§ WHAT THE TASK ASKS: Below is a listing; return it in full, exactly as it appears.

-------------------------

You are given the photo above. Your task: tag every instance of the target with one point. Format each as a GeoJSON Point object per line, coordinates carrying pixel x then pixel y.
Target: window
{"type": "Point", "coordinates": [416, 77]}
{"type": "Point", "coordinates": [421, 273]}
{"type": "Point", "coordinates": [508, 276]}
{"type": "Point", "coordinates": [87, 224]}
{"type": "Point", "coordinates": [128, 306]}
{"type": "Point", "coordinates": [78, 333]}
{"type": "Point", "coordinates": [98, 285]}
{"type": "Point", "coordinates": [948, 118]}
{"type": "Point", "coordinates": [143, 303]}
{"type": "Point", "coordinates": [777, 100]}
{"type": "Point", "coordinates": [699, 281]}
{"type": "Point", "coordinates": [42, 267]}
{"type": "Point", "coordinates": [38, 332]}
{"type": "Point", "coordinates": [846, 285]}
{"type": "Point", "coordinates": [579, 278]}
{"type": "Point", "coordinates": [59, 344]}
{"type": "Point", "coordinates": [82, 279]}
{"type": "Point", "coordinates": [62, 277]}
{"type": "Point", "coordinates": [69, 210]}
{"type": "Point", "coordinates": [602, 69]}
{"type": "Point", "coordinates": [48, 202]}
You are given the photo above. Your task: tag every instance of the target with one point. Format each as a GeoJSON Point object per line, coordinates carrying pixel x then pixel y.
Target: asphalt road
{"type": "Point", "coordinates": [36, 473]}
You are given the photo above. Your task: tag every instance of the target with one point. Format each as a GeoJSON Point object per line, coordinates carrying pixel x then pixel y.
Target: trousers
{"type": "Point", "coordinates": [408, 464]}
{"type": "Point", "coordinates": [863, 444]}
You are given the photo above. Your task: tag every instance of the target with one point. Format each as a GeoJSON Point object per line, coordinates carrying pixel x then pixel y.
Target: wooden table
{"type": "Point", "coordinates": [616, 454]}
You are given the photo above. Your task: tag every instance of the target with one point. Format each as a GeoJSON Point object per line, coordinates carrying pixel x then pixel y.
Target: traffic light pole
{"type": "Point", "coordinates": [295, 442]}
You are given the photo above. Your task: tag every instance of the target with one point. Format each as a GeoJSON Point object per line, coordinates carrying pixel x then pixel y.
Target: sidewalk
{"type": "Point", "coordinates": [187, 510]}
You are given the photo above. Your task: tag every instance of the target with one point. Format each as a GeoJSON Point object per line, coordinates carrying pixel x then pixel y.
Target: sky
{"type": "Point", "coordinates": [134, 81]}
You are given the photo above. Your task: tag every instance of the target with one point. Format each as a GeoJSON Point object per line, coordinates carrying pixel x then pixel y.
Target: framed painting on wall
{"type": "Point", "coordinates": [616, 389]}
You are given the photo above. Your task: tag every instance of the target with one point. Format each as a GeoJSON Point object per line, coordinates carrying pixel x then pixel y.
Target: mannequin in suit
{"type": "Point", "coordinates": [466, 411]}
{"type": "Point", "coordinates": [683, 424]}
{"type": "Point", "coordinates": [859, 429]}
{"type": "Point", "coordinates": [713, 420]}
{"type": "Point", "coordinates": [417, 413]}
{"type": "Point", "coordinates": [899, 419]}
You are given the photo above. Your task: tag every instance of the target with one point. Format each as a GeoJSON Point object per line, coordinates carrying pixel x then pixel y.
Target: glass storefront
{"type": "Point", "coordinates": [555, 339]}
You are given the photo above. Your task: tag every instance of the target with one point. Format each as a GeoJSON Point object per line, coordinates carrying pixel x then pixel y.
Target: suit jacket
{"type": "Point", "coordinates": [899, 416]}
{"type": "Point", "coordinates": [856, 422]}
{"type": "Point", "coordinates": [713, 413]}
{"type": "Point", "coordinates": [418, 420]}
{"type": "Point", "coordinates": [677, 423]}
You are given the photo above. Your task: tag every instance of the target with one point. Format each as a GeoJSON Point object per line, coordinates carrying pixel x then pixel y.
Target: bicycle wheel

-------------------------

§ RESULT OF THIS EXERCISE:
You are given the photo above. Your task: tag every instance of the target with one point. Format each as a GeoJSON Point object per line, coordinates carrying pixel x then pixel y.
Target: window
{"type": "Point", "coordinates": [416, 77]}
{"type": "Point", "coordinates": [421, 273]}
{"type": "Point", "coordinates": [508, 276]}
{"type": "Point", "coordinates": [87, 224]}
{"type": "Point", "coordinates": [128, 306]}
{"type": "Point", "coordinates": [78, 333]}
{"type": "Point", "coordinates": [98, 285]}
{"type": "Point", "coordinates": [948, 118]}
{"type": "Point", "coordinates": [143, 303]}
{"type": "Point", "coordinates": [777, 100]}
{"type": "Point", "coordinates": [699, 281]}
{"type": "Point", "coordinates": [42, 267]}
{"type": "Point", "coordinates": [38, 332]}
{"type": "Point", "coordinates": [846, 285]}
{"type": "Point", "coordinates": [579, 278]}
{"type": "Point", "coordinates": [59, 344]}
{"type": "Point", "coordinates": [82, 279]}
{"type": "Point", "coordinates": [62, 277]}
{"type": "Point", "coordinates": [69, 210]}
{"type": "Point", "coordinates": [602, 69]}
{"type": "Point", "coordinates": [48, 202]}
You are given the photo above. Your task: tag every instance of the target with one point. Format each as a GeoJSON Point object per line, coordinates carrying pixel x then pixel y.
Target: asphalt road
{"type": "Point", "coordinates": [36, 473]}
You are given the photo above. Your task: tag every instance of the target with one point. Format each as a GeoJSON Point object per line, coordinates carrying pixel x then pixel y.
Target: trousers
{"type": "Point", "coordinates": [408, 464]}
{"type": "Point", "coordinates": [863, 444]}
You are given the photo above. Your task: tag every instance of the target with one point. Format each as a GeoJSON Point object per line, coordinates carrying pixel x then pixel y.
Target: wooden table
{"type": "Point", "coordinates": [616, 454]}
You are given the photo above. Your task: tag every instance of the target with one point. Format each as a GeoJSON Point object per line, coordinates carrying pixel x then pixel y.
Target: traffic light pole
{"type": "Point", "coordinates": [295, 442]}
You are given the photo above. Your task: tag every instance of the target with one point. Format each as a GeoJSON Point object per line, coordinates carrying pixel x then pixel y.
Target: sidewalk
{"type": "Point", "coordinates": [187, 510]}
You are given the photo above. Your task: tag every instance of the target with one point. Format each as a GeoJSON Point object per line, coordinates carrying pixel x then pixel y.
Target: sky
{"type": "Point", "coordinates": [134, 81]}
You are given the photo above. Your task: tag every instance of the target with one point. Format each as a GeoJSON Point object per line, coordinates carrying pixel x then pixel y.
Target: framed painting on wall
{"type": "Point", "coordinates": [616, 389]}
You are given the photo above. Your task: tag every instance of the target with one point. Format each as a GeoJSON Point object per line, coordinates carrying pixel x then pixel y.
Target: mannequin in suit
{"type": "Point", "coordinates": [466, 411]}
{"type": "Point", "coordinates": [683, 424]}
{"type": "Point", "coordinates": [859, 429]}
{"type": "Point", "coordinates": [713, 420]}
{"type": "Point", "coordinates": [417, 413]}
{"type": "Point", "coordinates": [899, 419]}
You are given the photo above. Your task: tag every instance of the target with one point. Format each as a GeoJSON Point object per line, coordinates carrying pixel x then pixel y.
Target: glass storefront
{"type": "Point", "coordinates": [555, 339]}
You are given the photo above. Your task: tag every instance of the target with one point. Format each as a GeoJSON Point object per line, coordinates carrying pixel x then pixel y.
Target: suit jacket
{"type": "Point", "coordinates": [899, 416]}
{"type": "Point", "coordinates": [856, 422]}
{"type": "Point", "coordinates": [713, 413]}
{"type": "Point", "coordinates": [418, 420]}
{"type": "Point", "coordinates": [677, 423]}
You are given the photo above. Your task: tag every instance of the target with one point. Format each as a GeoJSON Point object per line, coordinates carrying pixel x then pixel y.
Target: bicycle wheel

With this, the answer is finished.